(Input data Opens)

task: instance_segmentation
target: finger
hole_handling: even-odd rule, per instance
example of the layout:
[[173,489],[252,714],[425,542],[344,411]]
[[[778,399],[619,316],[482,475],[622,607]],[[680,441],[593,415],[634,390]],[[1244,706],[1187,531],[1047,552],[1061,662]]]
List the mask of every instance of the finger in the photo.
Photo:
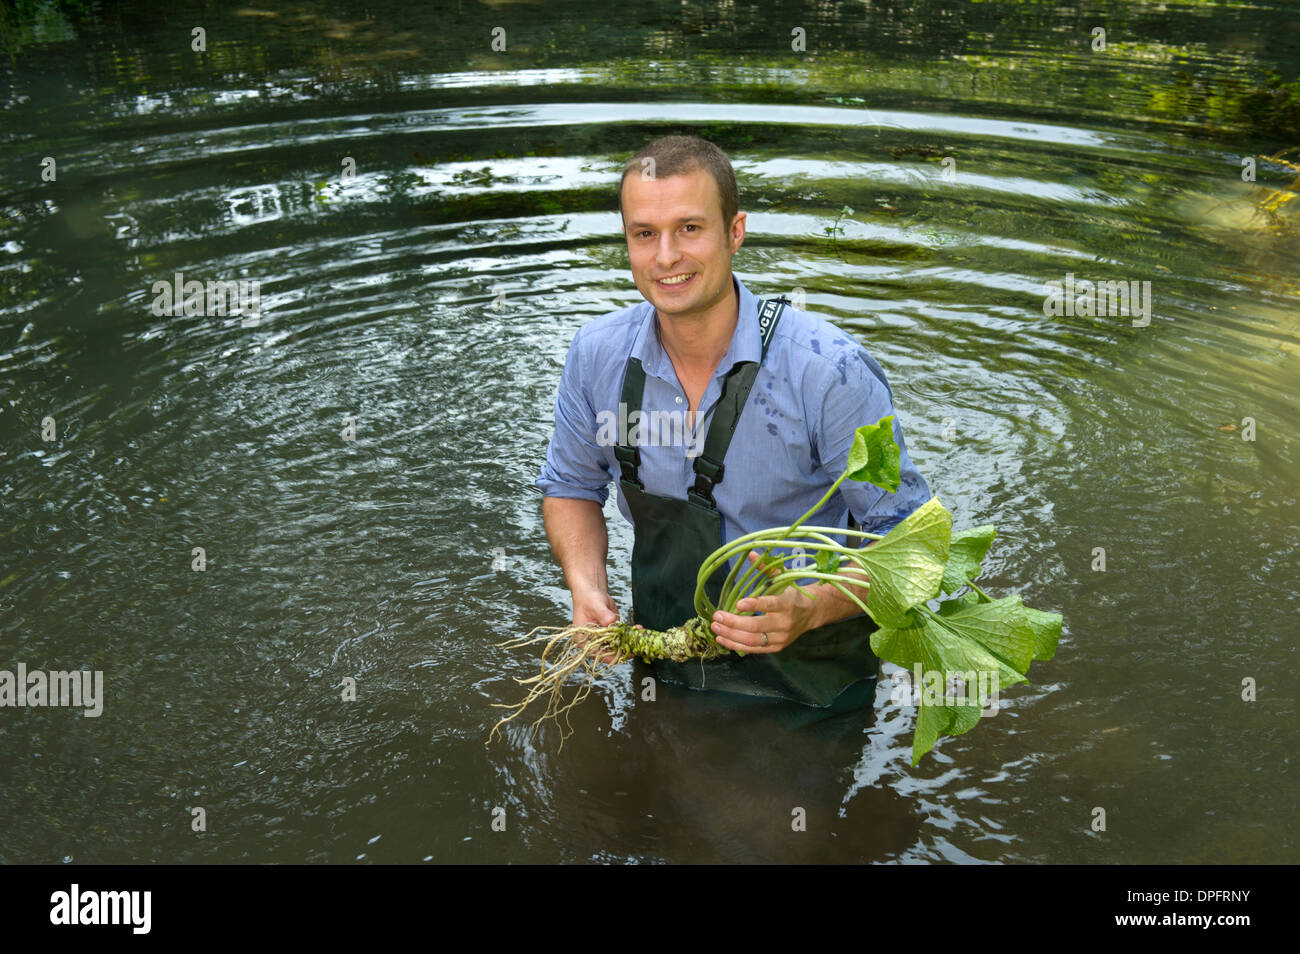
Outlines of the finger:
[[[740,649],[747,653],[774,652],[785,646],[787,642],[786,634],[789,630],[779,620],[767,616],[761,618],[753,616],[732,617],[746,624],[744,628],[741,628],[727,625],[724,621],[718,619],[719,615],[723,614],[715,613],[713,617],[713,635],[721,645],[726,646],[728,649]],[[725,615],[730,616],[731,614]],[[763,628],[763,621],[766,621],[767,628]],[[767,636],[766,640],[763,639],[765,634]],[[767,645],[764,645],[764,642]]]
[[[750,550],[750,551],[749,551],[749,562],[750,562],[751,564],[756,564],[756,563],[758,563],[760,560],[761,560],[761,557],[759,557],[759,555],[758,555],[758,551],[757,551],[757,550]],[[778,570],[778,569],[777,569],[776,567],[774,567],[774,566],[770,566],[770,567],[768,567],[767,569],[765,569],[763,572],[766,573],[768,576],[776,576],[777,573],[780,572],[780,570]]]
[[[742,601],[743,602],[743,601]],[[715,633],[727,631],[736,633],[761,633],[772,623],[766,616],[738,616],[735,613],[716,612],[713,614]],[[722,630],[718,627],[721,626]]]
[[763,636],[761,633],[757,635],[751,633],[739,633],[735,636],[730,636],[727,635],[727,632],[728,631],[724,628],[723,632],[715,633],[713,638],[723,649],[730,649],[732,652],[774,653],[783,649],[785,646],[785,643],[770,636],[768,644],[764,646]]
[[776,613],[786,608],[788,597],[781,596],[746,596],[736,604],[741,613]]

(Input data Closes)

The lines from the one containing "target: finger" to the last line of the records, both included: print exactly those and nothing else, leaving out any pictures.

target: finger
hole_handling: even-odd rule, per instance
example of the layout:
[[173,489],[252,714],[425,542],[344,411]]
[[[778,399],[619,316],[482,475],[622,607]],[[680,441],[593,415],[634,390]],[[1244,706],[1187,531],[1047,552],[1061,662]]]
List the mask of every instance of the finger in the photo.
Photo:
Outlines of the finger:
[[[740,649],[747,653],[774,652],[785,646],[787,642],[786,634],[789,630],[779,620],[767,616],[761,618],[753,616],[732,617],[746,624],[744,628],[741,628],[727,625],[724,621],[718,619],[719,615],[723,614],[715,613],[713,617],[713,635],[721,645],[726,646],[728,649]],[[725,615],[730,616],[731,614]],[[763,628],[763,621],[766,621],[767,628]],[[767,636],[766,640],[763,639],[765,634]],[[767,645],[764,645],[764,642]]]
[[[750,550],[750,551],[749,551],[749,562],[750,562],[751,564],[756,564],[756,563],[758,563],[760,560],[761,560],[761,557],[759,557],[759,555],[758,555],[758,551],[757,551],[757,550]],[[778,570],[778,569],[777,569],[776,567],[774,567],[774,566],[770,566],[770,567],[768,567],[767,569],[765,569],[763,572],[766,573],[768,576],[776,576],[777,573],[780,572],[780,570]]]
[[[742,601],[743,602],[743,601]],[[715,633],[727,631],[736,633],[761,633],[772,623],[766,616],[738,616],[735,613],[716,612],[713,614]],[[722,630],[718,627],[721,626]]]
[[763,636],[761,633],[757,635],[751,633],[739,633],[735,636],[730,636],[727,635],[727,632],[728,631],[724,628],[723,632],[715,633],[713,638],[723,649],[730,649],[732,652],[774,653],[783,649],[785,646],[785,643],[770,636],[768,644],[764,646]]
[[776,613],[786,608],[788,597],[781,596],[746,596],[736,604],[741,613]]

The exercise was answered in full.